══ LISTED ENTRIES ══

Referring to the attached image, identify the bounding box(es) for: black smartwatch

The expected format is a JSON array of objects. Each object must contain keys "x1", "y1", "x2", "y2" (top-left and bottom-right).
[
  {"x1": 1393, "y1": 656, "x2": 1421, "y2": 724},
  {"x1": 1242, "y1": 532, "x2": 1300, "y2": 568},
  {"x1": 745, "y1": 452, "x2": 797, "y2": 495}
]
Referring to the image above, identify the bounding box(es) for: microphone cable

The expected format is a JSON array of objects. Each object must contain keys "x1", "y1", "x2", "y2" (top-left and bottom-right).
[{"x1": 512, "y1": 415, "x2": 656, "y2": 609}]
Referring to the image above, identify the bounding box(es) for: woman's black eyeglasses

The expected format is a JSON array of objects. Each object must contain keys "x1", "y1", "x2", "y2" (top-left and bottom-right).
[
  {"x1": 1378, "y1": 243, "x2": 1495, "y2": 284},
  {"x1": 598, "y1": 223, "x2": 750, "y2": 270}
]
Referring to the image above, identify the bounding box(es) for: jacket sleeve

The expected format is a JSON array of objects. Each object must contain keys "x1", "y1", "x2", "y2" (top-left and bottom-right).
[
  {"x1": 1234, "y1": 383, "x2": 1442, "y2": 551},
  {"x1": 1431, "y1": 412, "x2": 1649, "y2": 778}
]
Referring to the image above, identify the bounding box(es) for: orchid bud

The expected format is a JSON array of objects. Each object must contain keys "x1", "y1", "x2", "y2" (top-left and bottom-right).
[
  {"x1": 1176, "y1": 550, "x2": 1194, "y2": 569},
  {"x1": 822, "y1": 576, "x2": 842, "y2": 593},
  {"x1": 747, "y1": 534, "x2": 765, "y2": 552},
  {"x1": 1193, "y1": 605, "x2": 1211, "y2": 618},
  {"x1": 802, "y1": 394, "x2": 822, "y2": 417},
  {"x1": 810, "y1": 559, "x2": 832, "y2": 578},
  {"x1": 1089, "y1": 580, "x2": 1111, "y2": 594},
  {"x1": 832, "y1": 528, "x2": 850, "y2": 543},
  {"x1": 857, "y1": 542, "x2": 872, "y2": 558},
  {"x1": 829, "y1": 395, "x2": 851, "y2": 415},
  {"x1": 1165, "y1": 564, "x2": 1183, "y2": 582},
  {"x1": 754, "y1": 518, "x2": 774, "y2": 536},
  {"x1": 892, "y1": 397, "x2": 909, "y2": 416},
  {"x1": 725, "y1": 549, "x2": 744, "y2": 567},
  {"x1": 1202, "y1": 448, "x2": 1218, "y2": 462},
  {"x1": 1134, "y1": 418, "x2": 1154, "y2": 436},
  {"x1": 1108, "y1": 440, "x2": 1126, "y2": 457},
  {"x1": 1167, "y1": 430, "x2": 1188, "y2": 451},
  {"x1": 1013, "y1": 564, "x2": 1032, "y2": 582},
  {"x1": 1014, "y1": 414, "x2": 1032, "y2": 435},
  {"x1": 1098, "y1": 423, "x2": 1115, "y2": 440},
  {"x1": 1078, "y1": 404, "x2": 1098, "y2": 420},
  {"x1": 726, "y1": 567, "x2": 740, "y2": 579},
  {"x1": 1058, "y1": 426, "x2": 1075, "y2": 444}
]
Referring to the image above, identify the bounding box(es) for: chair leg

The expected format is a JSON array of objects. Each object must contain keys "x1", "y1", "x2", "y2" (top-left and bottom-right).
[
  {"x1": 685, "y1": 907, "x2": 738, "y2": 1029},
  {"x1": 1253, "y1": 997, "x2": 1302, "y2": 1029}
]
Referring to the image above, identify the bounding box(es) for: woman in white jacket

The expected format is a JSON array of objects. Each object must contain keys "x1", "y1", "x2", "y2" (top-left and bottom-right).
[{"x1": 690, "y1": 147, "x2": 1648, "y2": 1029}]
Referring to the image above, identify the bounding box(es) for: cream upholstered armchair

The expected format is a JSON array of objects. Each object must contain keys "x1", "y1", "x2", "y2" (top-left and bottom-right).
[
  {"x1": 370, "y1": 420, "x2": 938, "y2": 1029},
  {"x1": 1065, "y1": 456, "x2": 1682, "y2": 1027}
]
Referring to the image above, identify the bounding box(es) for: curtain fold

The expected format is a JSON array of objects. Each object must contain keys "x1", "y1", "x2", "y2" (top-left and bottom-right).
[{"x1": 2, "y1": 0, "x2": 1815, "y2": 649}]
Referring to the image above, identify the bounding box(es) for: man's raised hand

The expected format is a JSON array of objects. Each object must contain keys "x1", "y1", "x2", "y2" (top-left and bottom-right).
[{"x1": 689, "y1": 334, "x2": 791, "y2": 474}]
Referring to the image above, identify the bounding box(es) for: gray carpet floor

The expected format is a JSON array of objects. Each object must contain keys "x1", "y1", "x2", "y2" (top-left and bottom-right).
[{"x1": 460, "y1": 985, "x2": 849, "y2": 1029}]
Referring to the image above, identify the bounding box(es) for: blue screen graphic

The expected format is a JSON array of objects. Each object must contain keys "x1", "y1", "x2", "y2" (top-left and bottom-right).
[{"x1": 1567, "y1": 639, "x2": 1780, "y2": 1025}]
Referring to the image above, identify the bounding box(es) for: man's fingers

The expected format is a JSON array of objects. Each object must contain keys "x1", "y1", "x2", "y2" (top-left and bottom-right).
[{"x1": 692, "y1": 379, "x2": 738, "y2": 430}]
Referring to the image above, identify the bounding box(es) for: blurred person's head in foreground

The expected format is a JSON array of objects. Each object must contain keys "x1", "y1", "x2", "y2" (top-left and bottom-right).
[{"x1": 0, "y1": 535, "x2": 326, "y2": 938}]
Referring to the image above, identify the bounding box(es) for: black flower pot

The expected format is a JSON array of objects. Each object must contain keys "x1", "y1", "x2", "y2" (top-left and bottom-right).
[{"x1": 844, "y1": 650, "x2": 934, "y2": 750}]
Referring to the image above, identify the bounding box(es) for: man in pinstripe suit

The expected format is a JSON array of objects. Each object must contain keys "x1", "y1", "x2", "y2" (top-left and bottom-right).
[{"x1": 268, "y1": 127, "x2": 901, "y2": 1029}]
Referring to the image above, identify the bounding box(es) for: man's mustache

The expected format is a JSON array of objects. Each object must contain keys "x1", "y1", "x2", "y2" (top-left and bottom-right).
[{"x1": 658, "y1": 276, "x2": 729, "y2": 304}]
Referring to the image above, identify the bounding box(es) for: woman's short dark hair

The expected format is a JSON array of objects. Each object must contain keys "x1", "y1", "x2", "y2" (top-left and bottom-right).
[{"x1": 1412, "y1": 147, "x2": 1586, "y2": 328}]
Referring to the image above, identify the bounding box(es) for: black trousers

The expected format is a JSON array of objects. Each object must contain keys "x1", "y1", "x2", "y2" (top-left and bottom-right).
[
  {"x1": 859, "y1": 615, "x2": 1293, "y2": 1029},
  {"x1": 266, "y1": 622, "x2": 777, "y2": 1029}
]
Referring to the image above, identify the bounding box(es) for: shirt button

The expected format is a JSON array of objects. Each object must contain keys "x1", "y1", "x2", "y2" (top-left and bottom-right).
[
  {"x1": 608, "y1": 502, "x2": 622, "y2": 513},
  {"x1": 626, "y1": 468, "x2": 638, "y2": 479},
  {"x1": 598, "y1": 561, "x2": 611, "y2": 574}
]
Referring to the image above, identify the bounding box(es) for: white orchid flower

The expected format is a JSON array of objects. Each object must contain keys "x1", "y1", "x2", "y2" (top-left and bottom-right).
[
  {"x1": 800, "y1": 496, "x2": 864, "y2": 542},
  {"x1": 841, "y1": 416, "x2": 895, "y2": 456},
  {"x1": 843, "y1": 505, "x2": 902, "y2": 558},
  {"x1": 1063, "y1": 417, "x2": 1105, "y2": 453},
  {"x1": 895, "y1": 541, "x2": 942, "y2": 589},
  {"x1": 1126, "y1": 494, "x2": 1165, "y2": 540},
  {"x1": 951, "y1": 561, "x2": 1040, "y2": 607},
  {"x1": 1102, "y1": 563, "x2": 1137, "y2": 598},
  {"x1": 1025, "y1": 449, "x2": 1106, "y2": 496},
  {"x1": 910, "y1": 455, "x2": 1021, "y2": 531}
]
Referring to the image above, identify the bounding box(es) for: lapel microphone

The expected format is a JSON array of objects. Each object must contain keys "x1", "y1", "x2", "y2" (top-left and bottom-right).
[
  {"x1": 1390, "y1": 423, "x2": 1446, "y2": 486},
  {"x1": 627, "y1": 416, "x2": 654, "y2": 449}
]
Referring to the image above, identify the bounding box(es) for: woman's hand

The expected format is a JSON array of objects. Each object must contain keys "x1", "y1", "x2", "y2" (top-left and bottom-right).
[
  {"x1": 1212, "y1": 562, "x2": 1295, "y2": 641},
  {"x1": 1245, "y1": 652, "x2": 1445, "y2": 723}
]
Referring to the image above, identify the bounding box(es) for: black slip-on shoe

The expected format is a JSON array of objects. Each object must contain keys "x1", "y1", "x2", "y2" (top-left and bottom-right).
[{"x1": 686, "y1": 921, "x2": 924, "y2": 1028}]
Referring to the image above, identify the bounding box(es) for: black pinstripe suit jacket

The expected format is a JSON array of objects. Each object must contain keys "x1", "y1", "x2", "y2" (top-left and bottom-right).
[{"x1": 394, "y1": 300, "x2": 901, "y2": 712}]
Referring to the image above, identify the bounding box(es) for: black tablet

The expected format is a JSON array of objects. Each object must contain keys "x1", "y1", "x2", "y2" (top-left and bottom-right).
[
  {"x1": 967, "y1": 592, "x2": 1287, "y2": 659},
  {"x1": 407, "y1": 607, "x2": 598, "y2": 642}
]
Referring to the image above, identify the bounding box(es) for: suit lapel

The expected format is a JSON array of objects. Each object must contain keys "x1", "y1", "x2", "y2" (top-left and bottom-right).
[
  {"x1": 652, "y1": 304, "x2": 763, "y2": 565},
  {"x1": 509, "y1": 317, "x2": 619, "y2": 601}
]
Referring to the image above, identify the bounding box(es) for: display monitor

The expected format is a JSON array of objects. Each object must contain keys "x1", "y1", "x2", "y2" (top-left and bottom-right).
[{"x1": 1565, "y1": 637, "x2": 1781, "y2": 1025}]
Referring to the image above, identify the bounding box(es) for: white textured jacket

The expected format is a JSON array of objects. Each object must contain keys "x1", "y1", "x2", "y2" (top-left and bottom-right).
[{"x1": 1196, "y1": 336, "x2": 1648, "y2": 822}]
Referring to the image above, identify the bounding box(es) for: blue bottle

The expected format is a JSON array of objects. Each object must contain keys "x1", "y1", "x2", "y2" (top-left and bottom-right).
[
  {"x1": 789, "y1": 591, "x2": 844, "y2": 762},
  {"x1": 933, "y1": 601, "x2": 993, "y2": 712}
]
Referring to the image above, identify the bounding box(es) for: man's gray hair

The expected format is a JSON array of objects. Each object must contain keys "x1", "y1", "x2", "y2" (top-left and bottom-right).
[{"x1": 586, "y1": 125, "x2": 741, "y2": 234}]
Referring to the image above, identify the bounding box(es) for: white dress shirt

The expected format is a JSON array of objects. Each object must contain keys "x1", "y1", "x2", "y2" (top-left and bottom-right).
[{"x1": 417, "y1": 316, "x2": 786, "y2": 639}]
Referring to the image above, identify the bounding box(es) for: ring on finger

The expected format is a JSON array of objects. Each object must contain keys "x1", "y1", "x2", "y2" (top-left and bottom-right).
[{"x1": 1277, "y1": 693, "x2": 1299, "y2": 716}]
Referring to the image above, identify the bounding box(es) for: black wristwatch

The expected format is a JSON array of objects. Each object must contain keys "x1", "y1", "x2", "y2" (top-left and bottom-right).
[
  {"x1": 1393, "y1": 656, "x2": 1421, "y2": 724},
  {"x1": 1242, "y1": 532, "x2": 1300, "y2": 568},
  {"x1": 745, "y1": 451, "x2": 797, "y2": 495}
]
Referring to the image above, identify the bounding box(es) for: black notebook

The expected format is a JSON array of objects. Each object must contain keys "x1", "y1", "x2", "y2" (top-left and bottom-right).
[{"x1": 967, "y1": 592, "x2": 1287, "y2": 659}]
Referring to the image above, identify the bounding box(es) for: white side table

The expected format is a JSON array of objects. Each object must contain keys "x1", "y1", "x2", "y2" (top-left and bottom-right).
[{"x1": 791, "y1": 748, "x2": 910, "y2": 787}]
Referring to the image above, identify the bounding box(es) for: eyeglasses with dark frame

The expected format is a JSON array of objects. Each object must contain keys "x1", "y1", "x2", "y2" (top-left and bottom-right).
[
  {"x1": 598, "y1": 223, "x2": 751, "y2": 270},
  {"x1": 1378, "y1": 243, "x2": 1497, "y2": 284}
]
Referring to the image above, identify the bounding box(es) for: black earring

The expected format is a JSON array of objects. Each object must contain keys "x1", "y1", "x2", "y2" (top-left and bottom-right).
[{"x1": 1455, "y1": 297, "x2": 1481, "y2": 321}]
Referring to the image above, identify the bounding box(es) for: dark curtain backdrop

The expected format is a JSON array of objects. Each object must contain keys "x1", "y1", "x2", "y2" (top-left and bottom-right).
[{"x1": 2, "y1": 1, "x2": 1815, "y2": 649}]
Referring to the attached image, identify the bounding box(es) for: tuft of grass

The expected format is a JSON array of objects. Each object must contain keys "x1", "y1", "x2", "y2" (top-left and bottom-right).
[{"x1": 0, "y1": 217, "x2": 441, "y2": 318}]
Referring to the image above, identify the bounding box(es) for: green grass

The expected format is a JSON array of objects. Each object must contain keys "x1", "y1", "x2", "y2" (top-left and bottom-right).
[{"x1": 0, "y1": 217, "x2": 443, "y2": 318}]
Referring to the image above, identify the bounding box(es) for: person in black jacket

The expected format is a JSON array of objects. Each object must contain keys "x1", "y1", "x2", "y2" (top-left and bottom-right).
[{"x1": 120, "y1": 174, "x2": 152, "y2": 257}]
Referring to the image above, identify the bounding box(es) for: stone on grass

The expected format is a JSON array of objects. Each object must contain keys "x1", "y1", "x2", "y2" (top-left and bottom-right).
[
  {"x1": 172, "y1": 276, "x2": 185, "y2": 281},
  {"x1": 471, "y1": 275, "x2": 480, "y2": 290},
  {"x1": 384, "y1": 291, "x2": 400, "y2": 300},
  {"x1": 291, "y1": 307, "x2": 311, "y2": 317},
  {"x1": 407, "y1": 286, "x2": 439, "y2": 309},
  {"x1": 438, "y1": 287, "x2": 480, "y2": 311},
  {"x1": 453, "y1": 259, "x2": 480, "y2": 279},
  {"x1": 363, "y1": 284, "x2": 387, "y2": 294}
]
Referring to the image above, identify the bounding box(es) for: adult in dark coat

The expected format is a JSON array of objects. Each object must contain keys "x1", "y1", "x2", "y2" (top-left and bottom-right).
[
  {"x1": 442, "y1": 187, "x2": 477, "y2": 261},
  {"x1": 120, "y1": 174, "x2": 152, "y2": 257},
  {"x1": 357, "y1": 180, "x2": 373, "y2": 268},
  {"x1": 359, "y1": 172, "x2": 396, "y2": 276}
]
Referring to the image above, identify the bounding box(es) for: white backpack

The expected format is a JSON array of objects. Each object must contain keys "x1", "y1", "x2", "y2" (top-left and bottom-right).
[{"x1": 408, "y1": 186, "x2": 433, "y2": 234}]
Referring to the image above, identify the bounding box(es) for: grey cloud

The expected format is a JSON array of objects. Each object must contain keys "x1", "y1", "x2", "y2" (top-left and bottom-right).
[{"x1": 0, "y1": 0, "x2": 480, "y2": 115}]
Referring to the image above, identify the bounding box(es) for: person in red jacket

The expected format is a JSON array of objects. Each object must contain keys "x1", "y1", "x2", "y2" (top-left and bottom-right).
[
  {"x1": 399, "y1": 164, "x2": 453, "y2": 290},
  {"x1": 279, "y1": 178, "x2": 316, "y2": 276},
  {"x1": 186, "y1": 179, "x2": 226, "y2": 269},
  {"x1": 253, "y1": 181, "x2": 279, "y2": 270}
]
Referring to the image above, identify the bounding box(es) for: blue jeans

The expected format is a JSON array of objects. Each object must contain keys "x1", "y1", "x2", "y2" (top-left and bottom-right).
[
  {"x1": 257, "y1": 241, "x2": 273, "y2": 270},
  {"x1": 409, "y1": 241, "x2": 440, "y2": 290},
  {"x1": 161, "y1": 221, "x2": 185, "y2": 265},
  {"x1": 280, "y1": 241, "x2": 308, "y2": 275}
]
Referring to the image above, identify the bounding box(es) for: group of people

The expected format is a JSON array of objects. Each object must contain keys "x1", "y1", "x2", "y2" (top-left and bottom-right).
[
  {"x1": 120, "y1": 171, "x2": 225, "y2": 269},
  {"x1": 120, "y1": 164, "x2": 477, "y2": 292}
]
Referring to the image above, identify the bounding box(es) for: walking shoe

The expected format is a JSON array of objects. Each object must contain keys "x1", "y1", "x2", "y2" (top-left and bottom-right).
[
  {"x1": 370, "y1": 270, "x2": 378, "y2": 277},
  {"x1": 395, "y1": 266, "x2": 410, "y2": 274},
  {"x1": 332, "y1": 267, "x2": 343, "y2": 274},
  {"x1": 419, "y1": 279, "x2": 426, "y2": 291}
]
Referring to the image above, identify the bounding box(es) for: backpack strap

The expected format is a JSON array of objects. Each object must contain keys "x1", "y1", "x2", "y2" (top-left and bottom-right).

═══

▶ WHAT YOU HAVE TO DO: From the first line of the records above to the line that contains "for: jacket sleeve", quote each line exactly.

▶ RESULT FOR THIS EXERCISE:
Referring to the attached image, identify the bounding box(es) for: black smartwatch

The expected format is a JSON array of objects. Each object must contain keys "x1", "y1", "x2", "y2" (top-left and bottom-right).
[
  {"x1": 1393, "y1": 656, "x2": 1421, "y2": 724},
  {"x1": 1242, "y1": 532, "x2": 1300, "y2": 568},
  {"x1": 745, "y1": 452, "x2": 797, "y2": 495}
]
Referring to the image above, identify the bounding box(es) for: microphone cable

The expected format is a JSON array of objects. Each object must contain keys "x1", "y1", "x2", "y2" (top-left and bottom-right).
[{"x1": 512, "y1": 415, "x2": 656, "y2": 609}]
Referring to the image above, identify the bounding box(es) for: woman's black eyeglasses

The expected format is a JSON array of objects. Each object must contain keys "x1", "y1", "x2", "y2" (top-left and bottom-right).
[
  {"x1": 1378, "y1": 243, "x2": 1495, "y2": 284},
  {"x1": 598, "y1": 223, "x2": 750, "y2": 270}
]
Referring to the image above, identify the bounding box(es) for: jacket sleeve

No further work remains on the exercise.